---------- Provided passage

In its letter to users, Cerebral assured them that it had “promptly disabled, reconfigured, and/or removed” its tracking technologies. It also said that it discontinued data sharing with any third parties that are unable to meet all HIPAA requirements, as well as enhanced its information security practices and technology vetting processes.

How the FTC cracked down

In the FTC’s complaint that was filed this week, the agency said that Cerebral violated its users’ privacy by letting their most sensitive mental health conditions become exposed across the Internet. The complaint also alleged that Cerebral exposed patients’ mental health diagnoses via mail as well because the startup sent users uncovered promotional postcards displaying information pertaining to their health conditions and treatments.

To remedy this, the FTC ordered Cerebral to obtain patients’ consent before sharing their data, and also imposed a first-of-its-kind restriction that bans the company from using any health data for most advertising purposes.

The FTC’s complaint also accused Cerebral of misrepresenting its cancellation policies, as well as failing to obtain users’ express informed consent before charging them. To cancel their subscription, users had to “navigate a burdensome, complex, lengthy, multi-step, and often multi-day process,” the complaint read.

In a statement posted Monday, Cerebral said it was “pleased to report” it had reached a settlement agreement with the FTC. In the statement, Cerebral did not expressly admit to wrongdoing when it came to the allegations of deceptive cancellation practices.

“As part of the resolution, Cerebral has agreed to implement enhanced consumer protection, privacy, and compliance measures to further protect the personal information of our clients, increase transparency into our data practices, and implement enhanced data security protocols and tools to allow our clients control over their privacy settings,” the startup’s statement read.

Under the FTC’s proposed order — which must be approved by the Florida District Court where it’s been filed — Cerebral is required to pay nearly $5.1 million for partial refunds for consumers who have been negatively affected by its cancellation policies. The company is also required to pay a $10 million civil penalty, which the FTC will suspend after Cerebral pays $2 million “due to the company’s inability to pay the full amount.”

What does this mean for the industry?

Ray Mina, vice president of marketing at healthcare privacy platform Freshpaint, said what surprised him the most about the FTC’s order was the fact that it included a permanent ban on using consumer data for most marketing efforts. 

“Modern day marketing and advertising strategies in consumer channels require data to measure and optimize campaigns. They just won’t work without a data feedback loop. The potential of getting locked out of consumer channels is an existential risk for all healthcare marketers,” he said.

Mina added that Cerebral is not an outlier —  he said that most healthcare marketing teams are “working hard with internal legal and compliance teams” to come up with solutions to avoid class action lawsuits and punishment from regulators.

Another healthcare executive — Cecily Harris, former general counsel at Wheel and current general counsel at Atropos Health — said that the Cerebral news wasn’t necessarily surprising.

Since HHS’ Office for Civil Rights’ December 2022 bulletin on the use of online tracking technologies by HIPAA-regulated entities, many telehealth companies have been subject to compliance reviews and investigations. The OCR’s position and increased level of scrutiny into these practices have put some healthcare companies on notice, Harris explained.

“The FTC’s action here, as well as with health systems, demonstrates how serious they are about enforcing the rules when it comes to collecting consumers’ healthcare data. This action also suggests they’ll continue to investigate,” she said. “If they haven’t already, telehealth providers should work with health regulatory counsel to conduct a thorough analysis of their practices around collection and use of health data.”

--------------------
---------- Record excerpts

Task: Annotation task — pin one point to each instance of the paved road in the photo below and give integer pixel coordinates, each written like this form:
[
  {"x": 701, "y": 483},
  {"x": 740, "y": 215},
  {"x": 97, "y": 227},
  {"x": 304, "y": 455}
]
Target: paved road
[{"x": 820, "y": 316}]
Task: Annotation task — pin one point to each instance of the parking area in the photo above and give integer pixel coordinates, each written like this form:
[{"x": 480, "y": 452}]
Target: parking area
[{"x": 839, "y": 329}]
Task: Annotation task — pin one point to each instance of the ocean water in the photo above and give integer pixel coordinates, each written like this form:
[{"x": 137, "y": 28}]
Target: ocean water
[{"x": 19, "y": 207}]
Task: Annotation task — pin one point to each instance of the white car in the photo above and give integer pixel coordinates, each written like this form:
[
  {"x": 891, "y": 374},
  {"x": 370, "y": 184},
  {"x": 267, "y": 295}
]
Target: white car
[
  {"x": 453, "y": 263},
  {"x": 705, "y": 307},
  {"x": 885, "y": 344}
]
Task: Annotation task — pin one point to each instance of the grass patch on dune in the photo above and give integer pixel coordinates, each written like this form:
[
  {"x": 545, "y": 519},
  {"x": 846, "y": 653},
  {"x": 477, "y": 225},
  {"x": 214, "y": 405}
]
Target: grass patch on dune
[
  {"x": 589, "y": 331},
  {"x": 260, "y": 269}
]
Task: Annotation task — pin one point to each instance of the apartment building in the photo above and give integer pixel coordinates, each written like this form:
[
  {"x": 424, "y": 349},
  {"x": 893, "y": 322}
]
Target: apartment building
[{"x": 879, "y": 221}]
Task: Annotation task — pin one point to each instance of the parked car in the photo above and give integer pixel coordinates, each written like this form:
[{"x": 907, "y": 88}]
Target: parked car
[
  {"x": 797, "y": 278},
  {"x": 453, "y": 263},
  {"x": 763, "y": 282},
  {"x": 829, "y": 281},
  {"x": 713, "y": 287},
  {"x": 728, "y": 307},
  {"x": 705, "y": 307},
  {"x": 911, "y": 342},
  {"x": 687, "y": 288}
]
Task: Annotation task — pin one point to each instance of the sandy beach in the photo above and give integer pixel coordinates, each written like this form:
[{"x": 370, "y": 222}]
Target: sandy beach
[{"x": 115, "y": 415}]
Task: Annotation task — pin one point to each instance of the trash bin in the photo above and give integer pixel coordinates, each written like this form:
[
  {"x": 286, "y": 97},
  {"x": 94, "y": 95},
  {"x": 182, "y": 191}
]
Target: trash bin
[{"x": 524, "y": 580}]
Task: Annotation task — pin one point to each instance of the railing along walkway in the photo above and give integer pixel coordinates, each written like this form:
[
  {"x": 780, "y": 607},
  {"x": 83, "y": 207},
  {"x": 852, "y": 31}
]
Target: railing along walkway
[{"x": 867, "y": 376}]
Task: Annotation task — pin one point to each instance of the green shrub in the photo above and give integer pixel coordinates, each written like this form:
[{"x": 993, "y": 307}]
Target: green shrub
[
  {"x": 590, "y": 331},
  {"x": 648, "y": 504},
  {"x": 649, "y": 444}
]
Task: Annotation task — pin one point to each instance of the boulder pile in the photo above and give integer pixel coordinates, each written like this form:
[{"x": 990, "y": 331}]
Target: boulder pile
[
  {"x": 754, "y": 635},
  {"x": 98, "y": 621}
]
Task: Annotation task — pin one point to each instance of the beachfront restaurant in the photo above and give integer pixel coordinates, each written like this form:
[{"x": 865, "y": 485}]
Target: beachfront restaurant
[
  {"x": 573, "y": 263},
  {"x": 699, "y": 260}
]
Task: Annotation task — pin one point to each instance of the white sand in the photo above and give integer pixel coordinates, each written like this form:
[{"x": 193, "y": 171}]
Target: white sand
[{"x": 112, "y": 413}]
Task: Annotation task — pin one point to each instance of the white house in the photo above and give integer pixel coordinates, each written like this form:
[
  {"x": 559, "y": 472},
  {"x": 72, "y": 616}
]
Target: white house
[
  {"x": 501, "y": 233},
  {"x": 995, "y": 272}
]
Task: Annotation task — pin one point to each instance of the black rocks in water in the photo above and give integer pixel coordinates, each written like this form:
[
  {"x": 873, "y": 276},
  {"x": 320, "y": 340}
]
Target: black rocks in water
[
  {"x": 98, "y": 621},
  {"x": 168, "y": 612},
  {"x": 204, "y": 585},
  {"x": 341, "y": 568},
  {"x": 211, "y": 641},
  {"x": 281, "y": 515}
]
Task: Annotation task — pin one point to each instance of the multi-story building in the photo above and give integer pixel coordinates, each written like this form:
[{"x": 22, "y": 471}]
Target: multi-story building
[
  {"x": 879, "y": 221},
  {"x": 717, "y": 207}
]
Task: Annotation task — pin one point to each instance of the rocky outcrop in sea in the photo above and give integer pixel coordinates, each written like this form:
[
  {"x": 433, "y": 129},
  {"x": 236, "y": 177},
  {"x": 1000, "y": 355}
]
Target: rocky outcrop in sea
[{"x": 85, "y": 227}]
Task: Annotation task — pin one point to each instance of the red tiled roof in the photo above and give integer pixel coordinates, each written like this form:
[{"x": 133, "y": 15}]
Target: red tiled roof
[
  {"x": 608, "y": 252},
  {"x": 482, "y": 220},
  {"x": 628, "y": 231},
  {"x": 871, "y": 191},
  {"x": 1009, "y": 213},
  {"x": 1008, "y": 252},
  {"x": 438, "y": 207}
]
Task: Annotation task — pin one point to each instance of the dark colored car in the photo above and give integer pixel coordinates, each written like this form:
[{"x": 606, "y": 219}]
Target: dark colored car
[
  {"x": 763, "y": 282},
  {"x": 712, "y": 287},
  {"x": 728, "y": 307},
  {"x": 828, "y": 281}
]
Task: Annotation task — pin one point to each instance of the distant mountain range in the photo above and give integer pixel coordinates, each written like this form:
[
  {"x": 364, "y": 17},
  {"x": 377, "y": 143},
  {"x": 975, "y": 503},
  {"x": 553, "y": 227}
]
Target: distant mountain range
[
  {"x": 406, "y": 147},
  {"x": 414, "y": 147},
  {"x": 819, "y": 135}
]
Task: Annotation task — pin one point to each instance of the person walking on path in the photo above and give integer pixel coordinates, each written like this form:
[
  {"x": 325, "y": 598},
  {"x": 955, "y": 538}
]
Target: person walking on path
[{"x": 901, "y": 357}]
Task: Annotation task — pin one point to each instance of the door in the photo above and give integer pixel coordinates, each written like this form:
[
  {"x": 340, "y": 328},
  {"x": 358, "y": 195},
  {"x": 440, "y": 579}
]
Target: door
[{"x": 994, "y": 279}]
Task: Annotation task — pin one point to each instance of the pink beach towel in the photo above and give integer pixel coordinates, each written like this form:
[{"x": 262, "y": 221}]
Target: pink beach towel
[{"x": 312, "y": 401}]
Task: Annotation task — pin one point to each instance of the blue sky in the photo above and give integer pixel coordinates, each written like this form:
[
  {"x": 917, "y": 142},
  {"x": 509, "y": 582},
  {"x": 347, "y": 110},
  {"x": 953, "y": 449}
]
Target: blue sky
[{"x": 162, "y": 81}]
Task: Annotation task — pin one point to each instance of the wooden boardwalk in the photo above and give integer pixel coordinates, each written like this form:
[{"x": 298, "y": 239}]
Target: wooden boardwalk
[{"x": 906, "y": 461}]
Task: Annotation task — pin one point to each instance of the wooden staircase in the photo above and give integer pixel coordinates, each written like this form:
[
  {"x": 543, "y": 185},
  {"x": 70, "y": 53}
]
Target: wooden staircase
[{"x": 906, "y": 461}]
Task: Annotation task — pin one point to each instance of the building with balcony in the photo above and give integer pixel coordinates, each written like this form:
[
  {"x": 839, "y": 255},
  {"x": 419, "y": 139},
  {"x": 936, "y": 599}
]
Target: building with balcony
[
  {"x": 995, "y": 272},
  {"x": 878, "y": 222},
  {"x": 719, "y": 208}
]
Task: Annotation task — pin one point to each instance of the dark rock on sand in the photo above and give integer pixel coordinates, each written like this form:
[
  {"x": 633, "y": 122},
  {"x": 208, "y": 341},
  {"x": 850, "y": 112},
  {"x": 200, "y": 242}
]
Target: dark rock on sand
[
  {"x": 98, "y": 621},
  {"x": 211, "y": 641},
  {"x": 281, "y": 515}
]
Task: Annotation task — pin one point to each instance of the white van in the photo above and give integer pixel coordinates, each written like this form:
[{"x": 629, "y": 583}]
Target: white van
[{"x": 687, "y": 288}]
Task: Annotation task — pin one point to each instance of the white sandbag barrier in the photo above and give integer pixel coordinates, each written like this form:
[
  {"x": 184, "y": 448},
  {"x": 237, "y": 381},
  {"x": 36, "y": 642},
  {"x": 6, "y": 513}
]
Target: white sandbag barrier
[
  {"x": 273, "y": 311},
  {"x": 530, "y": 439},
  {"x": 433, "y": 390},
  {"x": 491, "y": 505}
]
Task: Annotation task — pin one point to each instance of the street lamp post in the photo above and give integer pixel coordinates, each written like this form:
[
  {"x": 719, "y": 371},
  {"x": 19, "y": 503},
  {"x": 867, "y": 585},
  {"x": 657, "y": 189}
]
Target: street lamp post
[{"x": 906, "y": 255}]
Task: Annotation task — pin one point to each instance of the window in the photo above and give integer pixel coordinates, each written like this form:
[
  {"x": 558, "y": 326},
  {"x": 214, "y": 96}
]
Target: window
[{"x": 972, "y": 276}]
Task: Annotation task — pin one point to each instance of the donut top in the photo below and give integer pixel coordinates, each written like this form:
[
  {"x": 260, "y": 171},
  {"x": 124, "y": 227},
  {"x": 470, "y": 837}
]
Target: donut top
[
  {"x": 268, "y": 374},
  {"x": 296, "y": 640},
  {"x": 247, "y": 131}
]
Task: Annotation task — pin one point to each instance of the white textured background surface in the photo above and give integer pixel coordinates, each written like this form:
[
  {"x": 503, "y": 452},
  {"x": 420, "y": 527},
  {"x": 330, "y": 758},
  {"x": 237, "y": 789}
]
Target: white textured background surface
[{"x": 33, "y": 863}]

--------------------

Required action 1 => From the article on the FTC action against Cerebral, reproduce the passage from "What does this" to "punishment from regulators." word for word.
Required action 2 => According to the article on the FTC action against Cerebral, why will the FTC suspend the $10 million civil penalty after Cerebral pays $2 million?

Answer box 1 =>
What does this mean for the industry?

Ray Mina, vice president of marketing at healthcare privacy platform Freshpaint, said what surprised him the most about the FTC’s order was the fact that it included a permanent ban on using consumer data for most marketing efforts. 

“Modern day marketing and advertising strategies in consumer channels require data to measure and optimize campaigns. They just won’t work without a data feedback loop. The potential of getting locked out of consumer channels is an existential risk for all healthcare marketers,” he said.

Mina added that Cerebral is not an outlier —  he said that most healthcare marketing teams are “working hard with internal legal and compliance teams” to come up with solutions to avoid class action lawsuits and punishment from regulators.

Answer box 2 => The FTC will suspend the rest of the $10 million civil penalty after Cerebral pays $2 million because the company is unable to pay the full amount.